■ FRAGMENT TEKSTU ■
Od 7 lat pracuję w pewnej korporacji. Tzn. od 7 lat na etacie.
Tuż po maturze poszłam tam pracować w ramach pracy wakacyjnej. Moja bliska krewna tam pracuje, ale nie sprawuje kierowniczego stanowiska. Ot, była potrzebna osoba do pracy, więc mnie poleciła. W trzy miesiące wpadła mi w kieszeń ładna sumka, a z drugiej strony, pracownicy byli zadowoleni bo pomagałam im w sezonie urlopowym. Moja praca polegała na archiwizacji dokumentów, układaniu teczek itp. Czasem nieoficjalnie zastępowałam kogoś przy biurku i wprowadzałam do systemu proste dane.
Później, w trakcie studiów, udawało mi się ułożyć plan zajęć tak, by 2 dni w tygodniu mieć wolne. Chciałam mieć długie weekendy, a ponownie nadarzyła się możliwość pracy w jednym z działów. W tym systemie pracowałam dwa lata, z małymi przerwami + całe wakacje co roku.

Wpisy ze zbioru adnotacji punktowych:
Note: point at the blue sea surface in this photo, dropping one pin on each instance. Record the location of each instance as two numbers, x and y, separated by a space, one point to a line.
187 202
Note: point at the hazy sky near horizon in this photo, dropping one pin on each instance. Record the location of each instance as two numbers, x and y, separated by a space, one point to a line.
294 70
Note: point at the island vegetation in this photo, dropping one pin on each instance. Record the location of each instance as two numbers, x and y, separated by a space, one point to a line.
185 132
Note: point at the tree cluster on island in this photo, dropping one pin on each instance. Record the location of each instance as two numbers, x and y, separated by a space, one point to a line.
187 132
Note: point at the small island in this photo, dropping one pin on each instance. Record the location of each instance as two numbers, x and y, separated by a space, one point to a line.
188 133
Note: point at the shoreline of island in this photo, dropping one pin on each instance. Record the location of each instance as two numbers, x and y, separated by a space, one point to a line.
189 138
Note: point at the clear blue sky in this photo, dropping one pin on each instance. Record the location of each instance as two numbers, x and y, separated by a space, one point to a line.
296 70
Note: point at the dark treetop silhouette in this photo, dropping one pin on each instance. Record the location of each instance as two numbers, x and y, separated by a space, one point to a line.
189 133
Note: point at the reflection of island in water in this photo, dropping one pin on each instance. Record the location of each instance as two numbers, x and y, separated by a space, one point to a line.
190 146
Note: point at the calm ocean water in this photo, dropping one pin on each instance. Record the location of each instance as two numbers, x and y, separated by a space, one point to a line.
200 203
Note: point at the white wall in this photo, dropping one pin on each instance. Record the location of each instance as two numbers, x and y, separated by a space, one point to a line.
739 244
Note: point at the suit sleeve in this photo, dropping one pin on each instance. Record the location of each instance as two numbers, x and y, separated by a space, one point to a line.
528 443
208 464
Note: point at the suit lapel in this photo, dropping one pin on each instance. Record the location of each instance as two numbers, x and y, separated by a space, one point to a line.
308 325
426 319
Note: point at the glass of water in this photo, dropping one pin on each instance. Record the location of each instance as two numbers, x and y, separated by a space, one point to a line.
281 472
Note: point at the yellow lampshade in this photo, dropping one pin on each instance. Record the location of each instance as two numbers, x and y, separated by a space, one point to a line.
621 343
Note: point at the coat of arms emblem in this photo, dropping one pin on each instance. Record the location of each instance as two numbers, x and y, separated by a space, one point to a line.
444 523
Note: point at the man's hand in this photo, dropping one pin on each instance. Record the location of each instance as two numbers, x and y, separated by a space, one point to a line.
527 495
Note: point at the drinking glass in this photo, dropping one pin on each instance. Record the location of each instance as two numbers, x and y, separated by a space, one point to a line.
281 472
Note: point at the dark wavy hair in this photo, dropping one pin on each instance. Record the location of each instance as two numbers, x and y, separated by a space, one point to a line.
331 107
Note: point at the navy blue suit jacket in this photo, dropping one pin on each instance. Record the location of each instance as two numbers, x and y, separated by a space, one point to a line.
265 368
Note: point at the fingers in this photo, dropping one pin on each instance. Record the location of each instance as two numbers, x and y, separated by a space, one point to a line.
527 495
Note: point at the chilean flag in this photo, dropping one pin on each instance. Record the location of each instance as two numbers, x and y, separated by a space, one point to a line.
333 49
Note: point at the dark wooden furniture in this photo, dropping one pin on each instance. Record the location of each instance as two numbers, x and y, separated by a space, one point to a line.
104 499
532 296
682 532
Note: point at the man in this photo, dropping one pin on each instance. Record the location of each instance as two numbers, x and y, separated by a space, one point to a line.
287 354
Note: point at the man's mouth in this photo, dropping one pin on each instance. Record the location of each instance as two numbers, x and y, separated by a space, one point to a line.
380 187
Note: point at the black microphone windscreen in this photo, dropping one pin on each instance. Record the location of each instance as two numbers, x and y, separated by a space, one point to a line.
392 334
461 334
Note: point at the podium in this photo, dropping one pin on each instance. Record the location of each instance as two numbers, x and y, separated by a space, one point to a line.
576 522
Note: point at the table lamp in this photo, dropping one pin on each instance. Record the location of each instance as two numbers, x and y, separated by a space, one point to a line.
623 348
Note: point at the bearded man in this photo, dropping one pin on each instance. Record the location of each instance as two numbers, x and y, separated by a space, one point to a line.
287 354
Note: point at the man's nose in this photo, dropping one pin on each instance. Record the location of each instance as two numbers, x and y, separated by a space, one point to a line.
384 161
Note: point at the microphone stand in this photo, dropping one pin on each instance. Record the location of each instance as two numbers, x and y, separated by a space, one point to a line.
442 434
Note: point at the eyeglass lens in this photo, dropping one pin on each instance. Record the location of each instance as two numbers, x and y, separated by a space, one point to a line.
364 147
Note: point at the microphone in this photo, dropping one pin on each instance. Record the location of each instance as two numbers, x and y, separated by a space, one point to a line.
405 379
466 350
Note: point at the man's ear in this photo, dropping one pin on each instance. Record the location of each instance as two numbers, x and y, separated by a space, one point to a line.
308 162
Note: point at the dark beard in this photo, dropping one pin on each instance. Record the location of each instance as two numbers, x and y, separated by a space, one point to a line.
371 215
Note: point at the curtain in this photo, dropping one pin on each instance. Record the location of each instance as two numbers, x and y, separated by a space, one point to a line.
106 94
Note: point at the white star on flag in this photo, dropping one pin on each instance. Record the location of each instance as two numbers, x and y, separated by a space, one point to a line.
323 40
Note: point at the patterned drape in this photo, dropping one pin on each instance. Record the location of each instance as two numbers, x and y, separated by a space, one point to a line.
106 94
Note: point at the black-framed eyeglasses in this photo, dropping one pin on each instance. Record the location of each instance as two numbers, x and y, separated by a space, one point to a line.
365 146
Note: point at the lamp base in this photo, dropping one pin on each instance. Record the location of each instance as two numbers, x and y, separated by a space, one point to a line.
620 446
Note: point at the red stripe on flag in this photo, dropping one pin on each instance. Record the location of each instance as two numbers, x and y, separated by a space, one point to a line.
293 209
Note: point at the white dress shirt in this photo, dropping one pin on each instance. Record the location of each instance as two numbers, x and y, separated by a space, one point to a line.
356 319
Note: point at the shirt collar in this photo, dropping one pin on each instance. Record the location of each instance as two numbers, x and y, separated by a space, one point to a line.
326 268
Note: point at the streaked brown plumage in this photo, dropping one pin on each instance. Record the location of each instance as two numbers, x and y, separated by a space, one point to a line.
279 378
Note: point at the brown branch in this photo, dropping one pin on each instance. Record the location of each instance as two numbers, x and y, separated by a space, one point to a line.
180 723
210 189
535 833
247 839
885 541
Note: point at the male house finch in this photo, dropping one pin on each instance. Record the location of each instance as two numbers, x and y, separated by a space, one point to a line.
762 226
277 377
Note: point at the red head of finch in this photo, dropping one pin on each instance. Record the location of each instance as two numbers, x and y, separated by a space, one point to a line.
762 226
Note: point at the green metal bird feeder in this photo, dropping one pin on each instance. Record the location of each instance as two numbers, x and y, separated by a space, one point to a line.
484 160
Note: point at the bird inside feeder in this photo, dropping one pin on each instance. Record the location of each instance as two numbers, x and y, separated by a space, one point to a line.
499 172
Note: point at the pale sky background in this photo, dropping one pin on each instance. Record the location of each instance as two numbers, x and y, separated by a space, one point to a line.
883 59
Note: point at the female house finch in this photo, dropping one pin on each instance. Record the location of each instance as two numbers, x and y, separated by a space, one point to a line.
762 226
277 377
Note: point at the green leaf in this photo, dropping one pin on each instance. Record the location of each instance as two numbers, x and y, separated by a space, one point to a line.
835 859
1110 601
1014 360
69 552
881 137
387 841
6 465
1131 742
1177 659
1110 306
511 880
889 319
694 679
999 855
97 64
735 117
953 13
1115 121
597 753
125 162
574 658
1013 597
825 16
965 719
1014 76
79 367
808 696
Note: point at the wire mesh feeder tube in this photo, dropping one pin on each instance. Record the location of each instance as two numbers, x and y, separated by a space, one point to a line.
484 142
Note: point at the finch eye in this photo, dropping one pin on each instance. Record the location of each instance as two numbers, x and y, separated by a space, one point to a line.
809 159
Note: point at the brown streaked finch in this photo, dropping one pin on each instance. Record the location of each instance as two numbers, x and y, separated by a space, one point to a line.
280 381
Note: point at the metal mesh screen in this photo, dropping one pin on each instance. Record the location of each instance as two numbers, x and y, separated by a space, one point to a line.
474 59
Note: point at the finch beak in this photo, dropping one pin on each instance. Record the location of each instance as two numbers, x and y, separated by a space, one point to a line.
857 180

■ ZADANIE ■
Zwróć bez zmian część fragmentu o pracy w korporacji między słowami „Tuż po maturze” a „wakacje co roku.”, łącznie z tymi słowami. Korzystaj wyłącznie z fragmentu o pracy w korporacji.

■ ODPOWIEDŹ PONIŻEJ ■
Tuż po maturze poszłam tam pracować w ramach pracy wakacyjnej. Moja bliska krewna tam pracuje, ale nie sprawuje kierowniczego stanowiska. Ot, była potrzebna osoba do pracy, więc mnie poleciła. W trzy miesiące wpadła mi w kieszeń ładna sumka, a z drugiej strony, pracownicy byli zadowoleni bo pomagałam im w sezonie urlopowym. Moja praca polegała na archiwizacji dokumentów, układaniu teczek itp. Czasem nieoficjalnie zastępowałam kogoś przy biurku i wprowadzałam do systemu proste dane.
Później, w trakcie studiów, udawało mi się ułożyć plan zajęć tak, by 2 dni w tygodniu mieć wolne. Chciałam mieć długie weekendy, a ponownie nadarzyła się możliwość pracy w jednym z działów. W tym systemie pracowałam dwa lata, z małymi przerwami + całe wakacje co roku.